- _PROBLEM_
Which lines in the records below contain the word "antenna"? Return each of those lines in full.

- _GIVEN RECORDS_
——

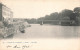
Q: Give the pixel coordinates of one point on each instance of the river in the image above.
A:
(45, 37)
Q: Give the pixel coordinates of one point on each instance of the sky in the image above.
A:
(38, 8)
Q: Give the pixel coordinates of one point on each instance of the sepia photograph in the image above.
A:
(39, 24)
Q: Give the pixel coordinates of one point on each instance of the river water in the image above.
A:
(45, 37)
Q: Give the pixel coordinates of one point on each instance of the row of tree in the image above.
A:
(65, 14)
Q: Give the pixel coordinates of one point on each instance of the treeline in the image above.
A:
(65, 14)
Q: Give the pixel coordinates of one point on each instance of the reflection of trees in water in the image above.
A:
(70, 31)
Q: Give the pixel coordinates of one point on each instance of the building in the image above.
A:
(5, 13)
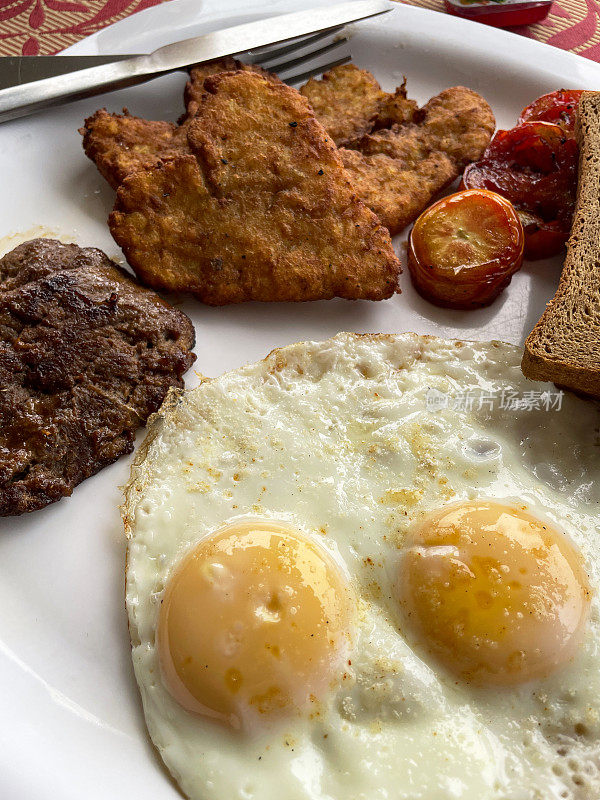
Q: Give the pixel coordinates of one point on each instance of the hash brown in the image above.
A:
(398, 171)
(262, 210)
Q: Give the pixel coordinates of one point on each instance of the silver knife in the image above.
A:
(26, 98)
(16, 70)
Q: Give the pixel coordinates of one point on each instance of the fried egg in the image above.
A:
(366, 568)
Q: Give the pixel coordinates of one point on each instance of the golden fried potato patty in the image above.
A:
(262, 209)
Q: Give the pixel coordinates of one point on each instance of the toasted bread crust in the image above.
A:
(564, 346)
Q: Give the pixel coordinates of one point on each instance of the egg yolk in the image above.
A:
(498, 596)
(254, 621)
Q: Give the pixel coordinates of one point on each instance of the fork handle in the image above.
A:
(19, 101)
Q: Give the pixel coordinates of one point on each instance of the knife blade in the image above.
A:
(18, 101)
(16, 70)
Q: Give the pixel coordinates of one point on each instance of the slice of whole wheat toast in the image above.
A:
(564, 346)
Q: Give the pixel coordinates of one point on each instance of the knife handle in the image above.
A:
(19, 101)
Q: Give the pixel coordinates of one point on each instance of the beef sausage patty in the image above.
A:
(86, 355)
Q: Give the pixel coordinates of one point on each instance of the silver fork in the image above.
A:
(303, 32)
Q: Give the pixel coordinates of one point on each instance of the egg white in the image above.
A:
(336, 439)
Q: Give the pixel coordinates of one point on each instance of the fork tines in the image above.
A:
(302, 51)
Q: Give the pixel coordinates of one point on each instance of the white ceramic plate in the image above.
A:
(71, 724)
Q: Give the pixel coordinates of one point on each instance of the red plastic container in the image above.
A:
(500, 13)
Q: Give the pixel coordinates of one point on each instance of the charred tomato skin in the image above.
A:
(534, 166)
(464, 249)
(559, 108)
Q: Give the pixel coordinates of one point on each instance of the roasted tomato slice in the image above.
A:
(559, 108)
(535, 167)
(464, 249)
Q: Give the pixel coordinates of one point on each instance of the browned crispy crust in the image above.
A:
(86, 355)
(346, 101)
(350, 103)
(264, 211)
(194, 88)
(399, 170)
(398, 156)
(120, 144)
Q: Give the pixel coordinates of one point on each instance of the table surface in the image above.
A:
(39, 27)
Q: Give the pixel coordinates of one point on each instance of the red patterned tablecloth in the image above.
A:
(31, 27)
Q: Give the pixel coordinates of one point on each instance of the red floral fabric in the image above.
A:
(32, 27)
(39, 27)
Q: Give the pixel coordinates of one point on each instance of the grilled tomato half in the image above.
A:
(559, 108)
(535, 167)
(464, 249)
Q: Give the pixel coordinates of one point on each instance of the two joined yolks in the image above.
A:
(257, 618)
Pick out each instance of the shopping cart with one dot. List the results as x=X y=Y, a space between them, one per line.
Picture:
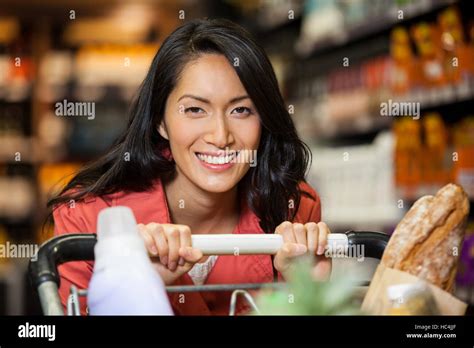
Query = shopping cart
x=43 y=268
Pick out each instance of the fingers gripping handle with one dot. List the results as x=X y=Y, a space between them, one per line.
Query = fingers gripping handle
x=247 y=244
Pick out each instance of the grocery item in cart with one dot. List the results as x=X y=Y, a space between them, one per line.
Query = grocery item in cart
x=427 y=242
x=124 y=280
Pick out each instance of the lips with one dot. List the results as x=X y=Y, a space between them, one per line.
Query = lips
x=216 y=159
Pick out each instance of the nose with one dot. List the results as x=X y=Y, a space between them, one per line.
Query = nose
x=219 y=133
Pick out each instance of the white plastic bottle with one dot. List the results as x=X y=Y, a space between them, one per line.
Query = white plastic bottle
x=124 y=281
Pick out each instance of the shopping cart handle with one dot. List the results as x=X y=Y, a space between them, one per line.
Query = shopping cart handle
x=43 y=266
x=80 y=247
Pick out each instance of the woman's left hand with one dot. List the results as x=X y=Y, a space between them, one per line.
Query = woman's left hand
x=300 y=239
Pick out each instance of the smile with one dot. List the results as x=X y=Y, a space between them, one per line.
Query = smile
x=216 y=162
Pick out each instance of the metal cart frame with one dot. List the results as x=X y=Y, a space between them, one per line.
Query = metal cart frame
x=43 y=269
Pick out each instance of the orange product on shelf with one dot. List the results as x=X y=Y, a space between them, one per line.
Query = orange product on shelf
x=435 y=145
x=430 y=60
x=401 y=77
x=408 y=153
x=53 y=177
x=456 y=59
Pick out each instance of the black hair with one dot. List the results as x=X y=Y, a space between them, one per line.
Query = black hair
x=282 y=158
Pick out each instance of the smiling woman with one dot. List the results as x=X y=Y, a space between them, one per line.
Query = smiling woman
x=209 y=99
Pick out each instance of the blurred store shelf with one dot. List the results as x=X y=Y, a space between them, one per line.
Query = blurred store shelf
x=369 y=26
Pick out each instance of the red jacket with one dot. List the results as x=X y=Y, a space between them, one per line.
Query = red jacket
x=151 y=206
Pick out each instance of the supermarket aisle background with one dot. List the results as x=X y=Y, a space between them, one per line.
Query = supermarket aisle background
x=344 y=68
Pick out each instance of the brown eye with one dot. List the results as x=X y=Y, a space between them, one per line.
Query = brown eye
x=242 y=110
x=194 y=110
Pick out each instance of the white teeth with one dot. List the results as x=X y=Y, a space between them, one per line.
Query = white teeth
x=216 y=159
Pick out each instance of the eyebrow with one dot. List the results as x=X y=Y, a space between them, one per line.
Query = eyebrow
x=204 y=100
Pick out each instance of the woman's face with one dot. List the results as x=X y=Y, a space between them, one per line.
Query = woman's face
x=211 y=124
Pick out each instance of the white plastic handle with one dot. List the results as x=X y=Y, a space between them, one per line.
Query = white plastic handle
x=251 y=244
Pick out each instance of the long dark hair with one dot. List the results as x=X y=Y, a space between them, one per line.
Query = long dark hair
x=282 y=158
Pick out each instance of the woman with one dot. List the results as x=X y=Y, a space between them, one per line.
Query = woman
x=185 y=166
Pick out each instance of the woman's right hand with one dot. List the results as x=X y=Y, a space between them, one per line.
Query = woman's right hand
x=170 y=247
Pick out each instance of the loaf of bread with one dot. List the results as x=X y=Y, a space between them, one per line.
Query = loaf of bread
x=427 y=242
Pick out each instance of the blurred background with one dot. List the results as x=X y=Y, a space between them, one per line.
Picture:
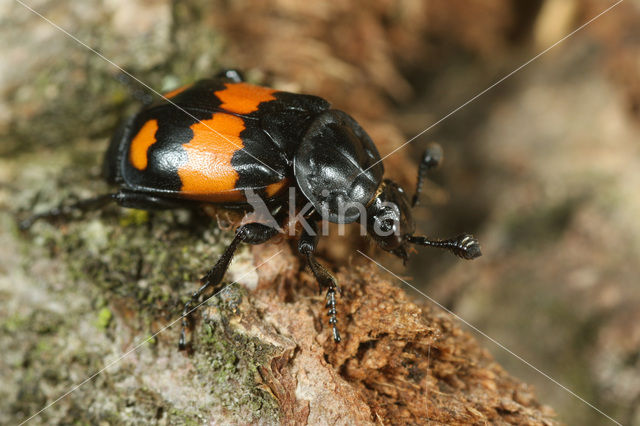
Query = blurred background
x=543 y=168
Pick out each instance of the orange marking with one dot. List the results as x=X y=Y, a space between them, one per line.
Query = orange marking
x=274 y=188
x=243 y=98
x=176 y=92
x=208 y=174
x=141 y=143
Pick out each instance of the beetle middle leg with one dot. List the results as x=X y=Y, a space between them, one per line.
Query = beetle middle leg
x=307 y=246
x=251 y=233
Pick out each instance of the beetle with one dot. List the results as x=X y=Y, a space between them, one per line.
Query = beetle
x=210 y=142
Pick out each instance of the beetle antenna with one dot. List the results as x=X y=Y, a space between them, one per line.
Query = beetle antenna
x=431 y=159
x=464 y=246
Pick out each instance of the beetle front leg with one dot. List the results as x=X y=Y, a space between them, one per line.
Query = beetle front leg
x=306 y=247
x=251 y=233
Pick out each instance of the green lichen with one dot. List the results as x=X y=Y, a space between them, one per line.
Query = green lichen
x=228 y=363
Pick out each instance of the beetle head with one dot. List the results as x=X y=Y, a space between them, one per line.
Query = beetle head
x=389 y=219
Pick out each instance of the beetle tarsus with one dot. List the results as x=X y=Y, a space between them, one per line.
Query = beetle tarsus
x=431 y=159
x=251 y=233
x=306 y=246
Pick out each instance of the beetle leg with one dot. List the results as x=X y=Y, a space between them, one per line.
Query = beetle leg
x=307 y=246
x=251 y=233
x=464 y=246
x=430 y=160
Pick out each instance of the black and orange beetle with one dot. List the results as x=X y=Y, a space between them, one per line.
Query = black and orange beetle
x=211 y=142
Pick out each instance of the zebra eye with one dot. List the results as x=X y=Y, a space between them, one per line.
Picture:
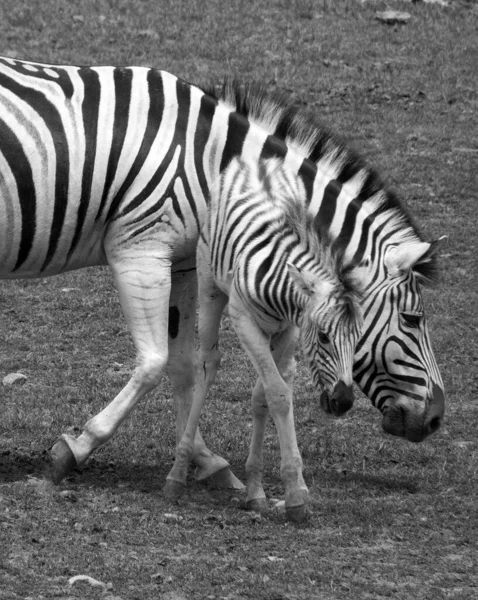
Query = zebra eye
x=412 y=320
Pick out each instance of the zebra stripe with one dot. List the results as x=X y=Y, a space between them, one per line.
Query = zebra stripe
x=260 y=250
x=109 y=165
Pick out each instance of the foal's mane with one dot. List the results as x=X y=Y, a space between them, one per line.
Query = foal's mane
x=278 y=116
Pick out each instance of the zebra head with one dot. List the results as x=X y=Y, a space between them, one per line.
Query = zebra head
x=330 y=329
x=394 y=363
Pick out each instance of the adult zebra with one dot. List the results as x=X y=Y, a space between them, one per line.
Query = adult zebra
x=113 y=166
x=278 y=275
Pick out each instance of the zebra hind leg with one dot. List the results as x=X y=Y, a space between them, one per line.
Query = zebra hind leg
x=210 y=467
x=283 y=347
x=144 y=288
x=278 y=395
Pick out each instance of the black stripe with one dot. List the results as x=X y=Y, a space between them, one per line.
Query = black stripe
x=183 y=92
x=348 y=226
x=63 y=80
x=326 y=212
x=50 y=115
x=89 y=110
x=273 y=147
x=15 y=156
x=122 y=79
x=308 y=173
x=155 y=115
x=201 y=136
x=237 y=128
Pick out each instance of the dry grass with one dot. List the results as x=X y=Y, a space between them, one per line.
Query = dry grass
x=388 y=519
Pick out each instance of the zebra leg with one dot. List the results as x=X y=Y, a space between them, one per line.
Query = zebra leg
x=211 y=306
x=144 y=285
x=181 y=371
x=278 y=397
x=283 y=346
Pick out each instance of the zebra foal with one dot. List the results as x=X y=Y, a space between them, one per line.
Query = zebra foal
x=260 y=251
x=114 y=166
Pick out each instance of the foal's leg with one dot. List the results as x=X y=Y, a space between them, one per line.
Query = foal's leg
x=181 y=371
x=143 y=285
x=283 y=346
x=278 y=396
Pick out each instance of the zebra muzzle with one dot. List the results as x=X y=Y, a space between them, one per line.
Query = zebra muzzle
x=339 y=402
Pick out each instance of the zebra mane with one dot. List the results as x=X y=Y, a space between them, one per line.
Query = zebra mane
x=276 y=114
x=293 y=215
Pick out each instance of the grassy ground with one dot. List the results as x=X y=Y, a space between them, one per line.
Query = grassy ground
x=388 y=519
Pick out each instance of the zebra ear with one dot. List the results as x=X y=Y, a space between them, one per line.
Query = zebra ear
x=308 y=283
x=302 y=279
x=356 y=278
x=407 y=255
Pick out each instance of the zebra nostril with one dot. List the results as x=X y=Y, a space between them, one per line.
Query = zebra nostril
x=434 y=424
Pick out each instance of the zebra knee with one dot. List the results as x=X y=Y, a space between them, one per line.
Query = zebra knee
x=149 y=369
x=181 y=371
x=209 y=363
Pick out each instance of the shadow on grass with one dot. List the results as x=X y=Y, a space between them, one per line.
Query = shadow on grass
x=384 y=484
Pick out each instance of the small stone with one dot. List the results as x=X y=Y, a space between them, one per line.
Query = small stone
x=172 y=518
x=14 y=379
x=279 y=506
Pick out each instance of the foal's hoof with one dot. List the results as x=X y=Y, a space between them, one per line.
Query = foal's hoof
x=296 y=514
x=63 y=461
x=173 y=490
x=257 y=504
x=224 y=478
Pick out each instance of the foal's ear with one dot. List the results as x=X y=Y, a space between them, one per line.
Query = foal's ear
x=405 y=256
x=308 y=283
x=357 y=278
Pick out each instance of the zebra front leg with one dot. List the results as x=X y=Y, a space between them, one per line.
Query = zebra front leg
x=278 y=396
x=181 y=371
x=144 y=286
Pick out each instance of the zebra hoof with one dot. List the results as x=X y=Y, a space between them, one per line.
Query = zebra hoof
x=63 y=461
x=225 y=478
x=173 y=490
x=296 y=514
x=257 y=505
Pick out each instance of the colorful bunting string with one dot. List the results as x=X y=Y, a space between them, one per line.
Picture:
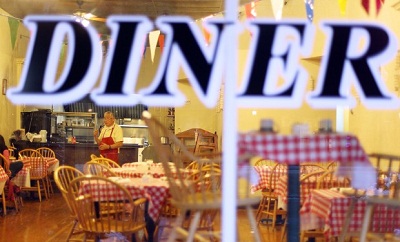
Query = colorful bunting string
x=277 y=7
x=343 y=6
x=161 y=40
x=13 y=24
x=250 y=10
x=309 y=9
x=153 y=39
x=367 y=7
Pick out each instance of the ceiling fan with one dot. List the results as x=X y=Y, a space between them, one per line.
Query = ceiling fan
x=84 y=16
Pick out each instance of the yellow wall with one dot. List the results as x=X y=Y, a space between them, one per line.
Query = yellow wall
x=378 y=130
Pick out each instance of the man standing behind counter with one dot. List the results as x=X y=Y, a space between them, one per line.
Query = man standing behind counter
x=110 y=138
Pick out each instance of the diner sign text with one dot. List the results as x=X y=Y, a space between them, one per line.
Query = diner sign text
x=354 y=53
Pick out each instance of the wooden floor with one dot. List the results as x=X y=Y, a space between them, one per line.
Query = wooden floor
x=49 y=220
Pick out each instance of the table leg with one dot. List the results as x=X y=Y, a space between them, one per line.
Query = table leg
x=347 y=219
x=293 y=217
x=150 y=224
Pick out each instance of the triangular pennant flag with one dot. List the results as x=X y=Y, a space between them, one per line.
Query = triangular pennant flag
x=13 y=24
x=379 y=5
x=277 y=6
x=153 y=39
x=250 y=10
x=161 y=40
x=342 y=6
x=365 y=4
x=206 y=35
x=309 y=9
x=367 y=7
x=144 y=47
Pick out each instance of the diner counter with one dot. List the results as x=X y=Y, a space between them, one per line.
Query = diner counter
x=79 y=153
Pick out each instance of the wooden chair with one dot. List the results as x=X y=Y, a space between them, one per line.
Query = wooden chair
x=120 y=214
x=15 y=198
x=328 y=180
x=391 y=200
x=48 y=153
x=206 y=144
x=269 y=202
x=93 y=156
x=192 y=198
x=38 y=172
x=305 y=180
x=106 y=162
x=3 y=197
x=189 y=138
x=192 y=166
x=264 y=162
x=97 y=169
x=63 y=176
x=306 y=168
x=11 y=150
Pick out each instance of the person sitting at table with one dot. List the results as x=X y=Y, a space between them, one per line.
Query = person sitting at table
x=12 y=168
x=17 y=142
x=110 y=138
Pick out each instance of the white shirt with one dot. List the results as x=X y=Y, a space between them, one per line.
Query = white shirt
x=117 y=134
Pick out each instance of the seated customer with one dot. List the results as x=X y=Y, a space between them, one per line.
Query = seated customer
x=17 y=142
x=12 y=168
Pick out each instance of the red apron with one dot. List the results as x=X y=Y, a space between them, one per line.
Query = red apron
x=111 y=154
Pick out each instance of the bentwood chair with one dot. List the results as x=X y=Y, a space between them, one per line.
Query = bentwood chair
x=63 y=176
x=328 y=180
x=264 y=162
x=269 y=202
x=38 y=172
x=384 y=230
x=3 y=197
x=119 y=213
x=48 y=153
x=106 y=162
x=306 y=184
x=192 y=197
x=5 y=189
x=97 y=169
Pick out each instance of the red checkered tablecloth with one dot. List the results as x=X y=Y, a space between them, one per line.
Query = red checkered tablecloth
x=156 y=191
x=294 y=149
x=139 y=171
x=330 y=209
x=305 y=189
x=3 y=175
x=264 y=173
x=22 y=178
x=139 y=164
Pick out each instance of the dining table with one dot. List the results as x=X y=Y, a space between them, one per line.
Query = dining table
x=156 y=190
x=292 y=150
x=326 y=209
x=3 y=178
x=155 y=170
x=23 y=177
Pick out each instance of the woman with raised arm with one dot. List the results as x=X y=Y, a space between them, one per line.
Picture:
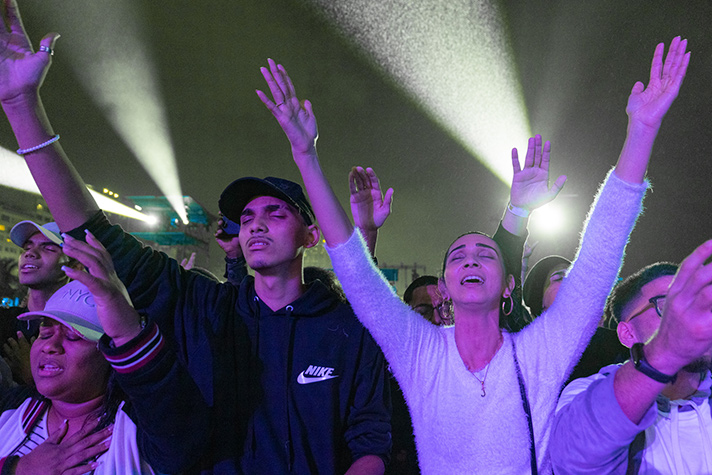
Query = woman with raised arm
x=481 y=398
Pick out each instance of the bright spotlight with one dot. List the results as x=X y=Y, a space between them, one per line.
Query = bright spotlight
x=453 y=58
x=550 y=219
x=105 y=43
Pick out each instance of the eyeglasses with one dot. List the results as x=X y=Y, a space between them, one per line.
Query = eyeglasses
x=657 y=302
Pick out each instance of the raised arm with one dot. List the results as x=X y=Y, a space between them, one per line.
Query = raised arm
x=22 y=72
x=369 y=206
x=648 y=105
x=530 y=185
x=147 y=369
x=646 y=108
x=299 y=124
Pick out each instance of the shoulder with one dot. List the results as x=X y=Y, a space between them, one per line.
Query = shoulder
x=580 y=385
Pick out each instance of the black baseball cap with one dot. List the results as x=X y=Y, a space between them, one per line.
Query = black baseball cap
x=235 y=197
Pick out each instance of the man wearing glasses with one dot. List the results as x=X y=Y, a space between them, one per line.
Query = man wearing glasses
x=651 y=414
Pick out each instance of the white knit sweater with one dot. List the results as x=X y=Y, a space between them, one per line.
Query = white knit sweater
x=456 y=430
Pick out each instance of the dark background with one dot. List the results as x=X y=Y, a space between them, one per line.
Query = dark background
x=578 y=59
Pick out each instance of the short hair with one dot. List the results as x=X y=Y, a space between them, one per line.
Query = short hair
x=326 y=277
x=630 y=287
x=422 y=281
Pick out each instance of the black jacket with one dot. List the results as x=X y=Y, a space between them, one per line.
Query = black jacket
x=299 y=390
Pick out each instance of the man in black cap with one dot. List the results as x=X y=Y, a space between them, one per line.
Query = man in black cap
x=294 y=381
x=40 y=270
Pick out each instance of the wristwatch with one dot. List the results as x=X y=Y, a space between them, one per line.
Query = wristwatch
x=637 y=356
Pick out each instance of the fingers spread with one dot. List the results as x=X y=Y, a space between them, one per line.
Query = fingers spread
x=516 y=167
x=656 y=66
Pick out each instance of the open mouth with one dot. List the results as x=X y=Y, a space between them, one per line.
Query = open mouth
x=257 y=243
x=472 y=279
x=50 y=369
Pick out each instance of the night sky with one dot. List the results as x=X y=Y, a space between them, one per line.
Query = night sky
x=576 y=62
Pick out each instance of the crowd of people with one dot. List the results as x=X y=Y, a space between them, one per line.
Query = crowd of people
x=125 y=361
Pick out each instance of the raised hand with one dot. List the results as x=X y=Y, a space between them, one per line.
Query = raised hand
x=685 y=332
x=72 y=455
x=296 y=118
x=650 y=104
x=21 y=69
x=369 y=207
x=530 y=185
x=118 y=318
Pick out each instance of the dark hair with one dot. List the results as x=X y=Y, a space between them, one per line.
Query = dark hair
x=422 y=281
x=533 y=289
x=113 y=398
x=326 y=277
x=630 y=287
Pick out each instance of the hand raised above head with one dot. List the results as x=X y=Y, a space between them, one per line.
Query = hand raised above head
x=530 y=185
x=118 y=318
x=369 y=207
x=648 y=105
x=296 y=118
x=21 y=70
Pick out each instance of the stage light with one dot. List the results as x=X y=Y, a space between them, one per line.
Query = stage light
x=548 y=220
x=453 y=58
x=105 y=43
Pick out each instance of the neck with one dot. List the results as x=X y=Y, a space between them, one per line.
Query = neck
x=278 y=289
x=37 y=297
x=478 y=338
x=76 y=414
x=684 y=386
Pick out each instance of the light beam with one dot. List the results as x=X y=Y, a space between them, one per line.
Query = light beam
x=105 y=44
x=17 y=175
x=453 y=59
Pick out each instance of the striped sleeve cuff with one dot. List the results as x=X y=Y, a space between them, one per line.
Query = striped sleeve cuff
x=135 y=354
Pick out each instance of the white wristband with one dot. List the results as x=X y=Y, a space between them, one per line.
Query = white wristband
x=517 y=211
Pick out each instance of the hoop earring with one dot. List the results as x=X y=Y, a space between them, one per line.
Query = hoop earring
x=446 y=312
x=511 y=306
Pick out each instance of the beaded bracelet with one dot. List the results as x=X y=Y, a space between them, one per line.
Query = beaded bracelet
x=24 y=151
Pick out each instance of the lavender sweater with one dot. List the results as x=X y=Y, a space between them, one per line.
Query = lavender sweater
x=456 y=430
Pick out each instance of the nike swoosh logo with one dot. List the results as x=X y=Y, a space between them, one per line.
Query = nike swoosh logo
x=301 y=379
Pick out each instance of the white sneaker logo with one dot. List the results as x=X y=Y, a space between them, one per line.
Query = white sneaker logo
x=314 y=374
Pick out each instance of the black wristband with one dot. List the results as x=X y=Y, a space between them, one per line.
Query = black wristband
x=637 y=356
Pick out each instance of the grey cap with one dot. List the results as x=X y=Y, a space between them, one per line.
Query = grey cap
x=22 y=231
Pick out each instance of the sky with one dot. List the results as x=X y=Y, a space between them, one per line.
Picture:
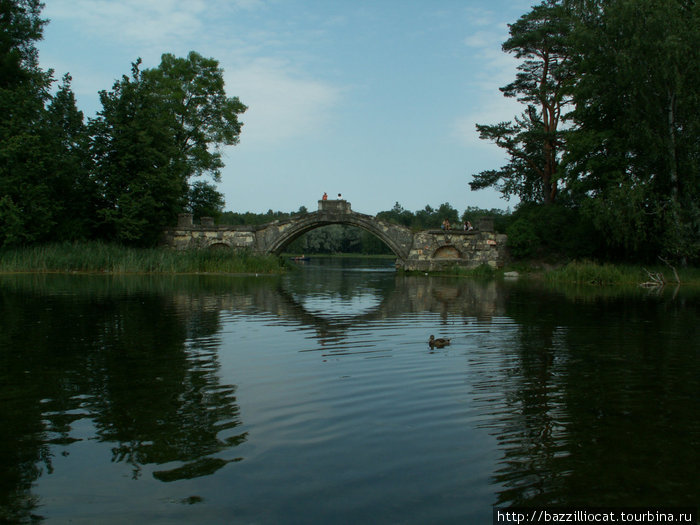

——

- _THE ANSWER_
Pick out each instance of the beetle antenna with one dot. List the results as x=X y=Y, a space between them, one per line.
Query = beetle antenna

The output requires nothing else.